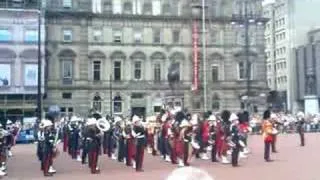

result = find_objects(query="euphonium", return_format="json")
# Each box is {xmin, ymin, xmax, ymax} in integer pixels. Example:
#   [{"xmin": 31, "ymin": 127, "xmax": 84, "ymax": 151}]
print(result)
[
  {"xmin": 0, "ymin": 129, "xmax": 7, "ymax": 139},
  {"xmin": 96, "ymin": 117, "xmax": 110, "ymax": 132}
]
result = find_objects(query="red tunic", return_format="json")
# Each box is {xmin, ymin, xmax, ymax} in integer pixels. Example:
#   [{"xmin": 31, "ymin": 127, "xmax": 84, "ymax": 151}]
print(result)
[{"xmin": 201, "ymin": 121, "xmax": 210, "ymax": 143}]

■ Aim of the exercise
Pictures in the records above should not be copied. Repeat everything else exactly.

■ Reply
result = find_objects(query="euphonium", return_format="json")
# Each box is {xmin, ymin, xmax, ymax} in integer pixels. Example:
#   [{"xmin": 31, "ymin": 127, "xmax": 84, "ymax": 151}]
print(result)
[
  {"xmin": 0, "ymin": 129, "xmax": 7, "ymax": 139},
  {"xmin": 96, "ymin": 117, "xmax": 110, "ymax": 132}
]
result = find_objects(query="red tunic", return_format="json")
# Each box is {xmin, ymin, xmax, ymax} in integer pixels. Example:
#   [{"xmin": 31, "ymin": 127, "xmax": 84, "ymax": 151}]
print(result)
[{"xmin": 201, "ymin": 121, "xmax": 210, "ymax": 143}]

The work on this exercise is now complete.